= WHAT TO DO =
Write out every entry in full. Leave nothing out.

(Natural-language object grounding data)
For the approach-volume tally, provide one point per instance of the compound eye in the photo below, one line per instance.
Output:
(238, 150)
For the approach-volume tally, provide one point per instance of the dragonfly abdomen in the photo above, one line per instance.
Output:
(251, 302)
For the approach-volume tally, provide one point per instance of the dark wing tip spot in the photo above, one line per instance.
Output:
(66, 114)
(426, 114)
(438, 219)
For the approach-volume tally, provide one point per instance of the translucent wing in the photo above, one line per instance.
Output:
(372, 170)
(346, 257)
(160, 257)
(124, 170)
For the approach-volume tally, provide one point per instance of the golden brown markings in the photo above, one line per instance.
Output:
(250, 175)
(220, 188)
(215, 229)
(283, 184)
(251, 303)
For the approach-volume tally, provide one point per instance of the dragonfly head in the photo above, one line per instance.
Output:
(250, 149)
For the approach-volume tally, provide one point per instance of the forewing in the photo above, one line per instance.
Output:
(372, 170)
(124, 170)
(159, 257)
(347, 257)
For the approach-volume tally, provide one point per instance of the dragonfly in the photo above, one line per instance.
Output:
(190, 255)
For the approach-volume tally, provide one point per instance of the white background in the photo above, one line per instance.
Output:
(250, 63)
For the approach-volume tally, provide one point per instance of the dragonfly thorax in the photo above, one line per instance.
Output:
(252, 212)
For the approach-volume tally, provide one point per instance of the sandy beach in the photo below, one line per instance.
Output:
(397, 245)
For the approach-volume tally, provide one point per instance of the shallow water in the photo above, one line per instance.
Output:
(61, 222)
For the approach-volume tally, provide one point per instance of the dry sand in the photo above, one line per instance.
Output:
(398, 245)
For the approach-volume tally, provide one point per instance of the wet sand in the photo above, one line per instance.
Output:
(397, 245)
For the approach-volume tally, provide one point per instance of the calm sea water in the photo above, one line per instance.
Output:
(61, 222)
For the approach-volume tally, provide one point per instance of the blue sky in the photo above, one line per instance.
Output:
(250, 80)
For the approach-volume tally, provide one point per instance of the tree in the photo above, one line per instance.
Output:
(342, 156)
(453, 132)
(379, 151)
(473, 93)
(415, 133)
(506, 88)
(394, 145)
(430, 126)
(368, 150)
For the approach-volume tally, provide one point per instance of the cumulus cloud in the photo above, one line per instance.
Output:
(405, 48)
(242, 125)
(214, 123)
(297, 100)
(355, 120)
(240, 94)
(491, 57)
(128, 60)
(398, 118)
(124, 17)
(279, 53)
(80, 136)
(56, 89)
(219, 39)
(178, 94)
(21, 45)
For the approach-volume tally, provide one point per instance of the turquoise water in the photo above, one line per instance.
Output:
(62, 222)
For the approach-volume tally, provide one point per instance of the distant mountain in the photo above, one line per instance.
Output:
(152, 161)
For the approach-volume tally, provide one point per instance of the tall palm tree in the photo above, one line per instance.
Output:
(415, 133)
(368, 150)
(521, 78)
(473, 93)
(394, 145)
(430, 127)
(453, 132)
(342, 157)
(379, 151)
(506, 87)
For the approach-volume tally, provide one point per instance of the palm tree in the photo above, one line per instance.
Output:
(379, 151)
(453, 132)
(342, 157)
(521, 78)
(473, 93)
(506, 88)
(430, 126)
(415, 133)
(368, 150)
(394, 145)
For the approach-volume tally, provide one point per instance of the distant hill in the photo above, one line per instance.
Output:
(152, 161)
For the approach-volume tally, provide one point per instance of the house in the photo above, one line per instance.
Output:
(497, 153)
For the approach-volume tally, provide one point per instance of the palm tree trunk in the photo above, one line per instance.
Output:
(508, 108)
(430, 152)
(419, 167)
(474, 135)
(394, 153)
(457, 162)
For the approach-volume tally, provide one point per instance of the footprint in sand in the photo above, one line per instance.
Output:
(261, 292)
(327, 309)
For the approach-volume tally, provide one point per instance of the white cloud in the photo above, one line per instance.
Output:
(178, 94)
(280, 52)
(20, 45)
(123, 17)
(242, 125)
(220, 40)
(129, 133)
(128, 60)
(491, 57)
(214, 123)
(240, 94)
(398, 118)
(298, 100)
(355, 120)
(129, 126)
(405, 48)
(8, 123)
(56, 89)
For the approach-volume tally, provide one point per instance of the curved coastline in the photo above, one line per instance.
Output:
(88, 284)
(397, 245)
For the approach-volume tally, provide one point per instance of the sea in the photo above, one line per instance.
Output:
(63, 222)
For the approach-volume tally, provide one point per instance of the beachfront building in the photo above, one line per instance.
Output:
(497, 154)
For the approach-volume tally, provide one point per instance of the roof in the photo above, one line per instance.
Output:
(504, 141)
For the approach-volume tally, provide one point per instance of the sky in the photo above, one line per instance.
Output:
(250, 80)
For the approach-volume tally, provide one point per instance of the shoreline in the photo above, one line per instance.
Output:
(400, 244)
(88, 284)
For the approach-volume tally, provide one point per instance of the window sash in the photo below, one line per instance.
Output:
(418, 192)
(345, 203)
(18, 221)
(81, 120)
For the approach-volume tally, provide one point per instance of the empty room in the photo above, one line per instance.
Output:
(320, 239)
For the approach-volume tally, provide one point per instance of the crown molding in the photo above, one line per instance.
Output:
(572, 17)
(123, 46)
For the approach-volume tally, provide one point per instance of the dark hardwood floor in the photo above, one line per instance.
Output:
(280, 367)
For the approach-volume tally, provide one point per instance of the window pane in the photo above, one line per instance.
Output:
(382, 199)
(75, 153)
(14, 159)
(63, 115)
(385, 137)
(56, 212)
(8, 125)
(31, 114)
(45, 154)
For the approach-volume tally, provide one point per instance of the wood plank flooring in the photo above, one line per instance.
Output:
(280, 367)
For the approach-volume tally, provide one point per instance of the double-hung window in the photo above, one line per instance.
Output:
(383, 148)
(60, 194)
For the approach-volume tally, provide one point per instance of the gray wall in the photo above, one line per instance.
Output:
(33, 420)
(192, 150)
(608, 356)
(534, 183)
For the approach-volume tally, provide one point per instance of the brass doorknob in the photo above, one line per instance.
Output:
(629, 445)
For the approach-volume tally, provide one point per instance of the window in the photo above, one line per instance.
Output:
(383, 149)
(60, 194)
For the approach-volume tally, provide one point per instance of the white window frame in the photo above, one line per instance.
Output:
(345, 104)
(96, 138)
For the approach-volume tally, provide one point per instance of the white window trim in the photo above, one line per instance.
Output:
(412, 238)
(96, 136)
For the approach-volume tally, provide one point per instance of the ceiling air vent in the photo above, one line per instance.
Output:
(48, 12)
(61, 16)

= RESPONSE TO THIS EXERCISE =
For the approach-volume tally, provide one point per instance of the compound eye in the photo below, one line per instance.
Output:
(238, 150)
For the approach-volume tally, provide one point per instance of the dragonfly abdomen in the photo above, one line per instance.
Output:
(251, 302)
For the approach-volume tally, provide one point per instance of the dark wing tip spot in the photo above, one line per instance.
Output:
(66, 114)
(426, 114)
(438, 219)
For the approach-volume tally, provide one point per instance of the translucent wing in the photo above, one line per instance.
Output:
(372, 170)
(346, 257)
(160, 257)
(124, 170)
For the approach-volume tally, provide one point per instance of the golden brown markings in the photo above, one line per instance.
Output:
(250, 175)
(220, 188)
(215, 229)
(283, 184)
(251, 303)
For the approach-volume tally, provide one point per instance of the dragonfly head in the photo above, one line per instance.
Output:
(250, 149)
For the approach-volume tally, provide one point per instance of the forewing in the photo above, one line per instance.
Output:
(372, 170)
(124, 170)
(159, 257)
(347, 257)
For the approach-volume tally, provide one point per instance of the dragonfly in the photo above, one line per instance.
Output:
(190, 255)
For the approach-volume tally, provide one point per instance of the white background in the photo above, one line per instance.
Output:
(250, 63)
For the approach-volume tally, provide one point per instance of the dragonfly thorax in the photo above, one line per instance.
Output:
(252, 212)
For the approach-volume tally, provide one point per instance of the sandy beach in the photo below, one line per instance.
Output:
(397, 245)
For the approach-volume tally, provide one point per instance of the shallow water in the photo above, one line per instance.
Output:
(61, 222)
For the approach-volume tally, provide one point per instance of the dry sand in the photo above, one line per instance.
Output:
(398, 245)
For the approach-volume tally, provide one point per instance of the wet sand in the photo above, one line per instance.
Output:
(397, 245)
For the approach-volume tally, provide one point per instance of the calm sea water in the photo above, one line per instance.
Output:
(61, 222)
For the approach-volume tally, provide one point per instance of the blue sky in the photo above, one line per instance.
Output:
(250, 80)
For the approach-volume tally, provide one point per instance of the tree in the photo above, one line per instance.
Output:
(342, 156)
(453, 132)
(379, 151)
(473, 93)
(415, 133)
(506, 88)
(394, 145)
(430, 126)
(368, 150)
For the approach-volume tally, provide one point per instance of the cumulus cloud in the photo above, one line per instance.
Output:
(405, 48)
(242, 125)
(214, 123)
(297, 100)
(355, 120)
(240, 94)
(491, 57)
(128, 60)
(398, 118)
(124, 17)
(279, 53)
(80, 136)
(56, 89)
(219, 39)
(178, 94)
(21, 45)
For the approach-volume tally, provide one point per instance of the turquoise water in the photo above, one line per instance.
Output:
(62, 222)
For the approach-volume tally, provide one point per instance of the distant mountain in the photo above, one line per instance.
Output:
(152, 161)
For the approach-volume tally, provide one point per instance of the tall palm tree in the photo above, one line per instance.
Output:
(415, 133)
(368, 150)
(521, 78)
(473, 93)
(394, 145)
(430, 127)
(453, 132)
(342, 157)
(379, 151)
(506, 87)
For the approach-volume tally, provide one point per instance of the palm tree in the photo above, one line per instance.
Output:
(379, 151)
(453, 132)
(342, 157)
(521, 78)
(473, 93)
(506, 88)
(430, 126)
(415, 133)
(368, 150)
(394, 145)
For the approach-volume tally, provide one point per instance of the distant hill in the photo above, one line per instance.
Output:
(152, 161)
For the approach-volume tally, provide one point per instance of the house in the photo above, one line per instance.
Output:
(497, 153)
For the approach-volume tally, provide one point per instance of the palm tree trunk in the photo above, one line per instance.
Output:
(508, 108)
(430, 152)
(419, 167)
(474, 135)
(394, 153)
(457, 162)
For the approach-volume tally, provide one point per instance of the footprint in sand in the photo above, one line per instance.
Output:
(261, 292)
(327, 309)
For the approach-volume tally, provide one point per instance of the white cloud in the photo above, one line per instance.
Output:
(178, 94)
(280, 52)
(20, 45)
(123, 17)
(242, 125)
(220, 40)
(129, 133)
(128, 60)
(491, 57)
(214, 123)
(240, 94)
(398, 118)
(298, 100)
(355, 120)
(129, 126)
(405, 48)
(8, 123)
(56, 89)
For the approach-volume tally, provide one point per instance of the curved coastline in the photo above, one line per instance.
Output:
(88, 284)
(397, 245)
For the approach-volume tally, provide one point per instance of the sea in the photo above, one line per instance.
Output:
(63, 222)
For the approach-volume tally, provide one point per instance of the beachfront building in the photo above, one line per instance.
Output:
(497, 154)
For the approach-volume tally, provide one point per instance of the roof in the photo above, one line per instance.
Output:
(504, 141)
For the approach-volume tally, provide one point per instance of the sky in the photo above, one line per instance.
Output:
(250, 80)
For the approach-volume tally, provide one point per instance of the shoreline in the photo above, one line per instance.
Output:
(400, 244)
(88, 284)
For the approach-volume tally, provide one point per instance of the window sash in the photo below, one line per instance.
Output:
(418, 192)
(345, 203)
(18, 221)
(81, 120)
For the approach-volume tally, provide one point per instance of the empty room in the photo above, one line per instance.
Output:
(320, 239)
For the approach-volume tally, provide one point per instance of the crown molding in the photo above, one line per instance.
Output:
(572, 17)
(123, 46)
For the approach-volume tally, provide one point per instance of the dark hardwood floor in the photo above, one line per instance.
Output:
(280, 367)
For the approach-volume tally, provide one point per instance of the window pane in the photo above, one line per instance.
Output:
(382, 199)
(75, 153)
(14, 159)
(63, 115)
(385, 137)
(56, 212)
(8, 125)
(31, 114)
(45, 154)
For the approach-volume tally, provide one point per instance of the wood plank flooring in the photo above, one line per instance.
Output:
(280, 367)
For the approach-volume tally, provide one point per instance of the double-hung window in the photo above, one line per instance.
Output:
(383, 148)
(60, 194)
For the approach-volume tally, provide one point per instance of the gray wall in the photo above, one line per instance.
Output:
(33, 420)
(192, 150)
(608, 356)
(534, 183)
For the approach-volume tally, provide one point per instance of the brass doorknob in the photo above, one line per instance.
Output:
(629, 445)
For the approach-volume tally, provide one point per instance of the window in the photo above, one line per instance.
Output:
(383, 149)
(60, 194)
For the approach-volume tally, provide one point per instance of the white window frame in the photo above, one line per instance.
Output:
(345, 104)
(96, 138)
For the approach-volume tally, provide one point per instance of the white window trim in the photo above, one line per instance.
Output:
(412, 238)
(96, 136)
For the approach-volume tally, provide one point per instance of the ceiling air vent in the photo above, one line per instance.
Output:
(48, 12)
(61, 16)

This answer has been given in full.